> **Objective**: Revise the records below by replacing "dot" with "point" everywhere it occurs, and leave everything else unchanged.

(Excerpts from a pointing dataset)
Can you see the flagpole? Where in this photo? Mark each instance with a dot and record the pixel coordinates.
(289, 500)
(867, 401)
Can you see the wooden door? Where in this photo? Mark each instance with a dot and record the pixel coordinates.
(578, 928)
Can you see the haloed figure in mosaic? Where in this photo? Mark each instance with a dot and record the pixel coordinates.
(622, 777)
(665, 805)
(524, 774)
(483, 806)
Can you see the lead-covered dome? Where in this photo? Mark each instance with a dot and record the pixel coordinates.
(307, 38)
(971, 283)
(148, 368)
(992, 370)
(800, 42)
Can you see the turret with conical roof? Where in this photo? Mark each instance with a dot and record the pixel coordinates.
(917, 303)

> **Exercise answer**:
Can you see the flagpole? Where in this photo? Mark each instance with a point and record the pixel coordinates.
(289, 500)
(867, 401)
Can you see the wooden door? Where in this photo? Mark each instance with a point and record the pixel coordinates.
(578, 928)
Can you see the haloed figure in mosaic? Where in this photo? Mark each instance with a point and record the pixel coordinates.
(622, 777)
(665, 805)
(524, 774)
(483, 806)
Can you see the lead-covered dome? Where in this photo? Mark each instance with a point and record the pixel coordinates.
(307, 38)
(971, 283)
(148, 368)
(992, 370)
(800, 42)
Can you see the turret with conical roof? Where in this photo? Mark each instance with a point and record the pixel coordinates.
(917, 303)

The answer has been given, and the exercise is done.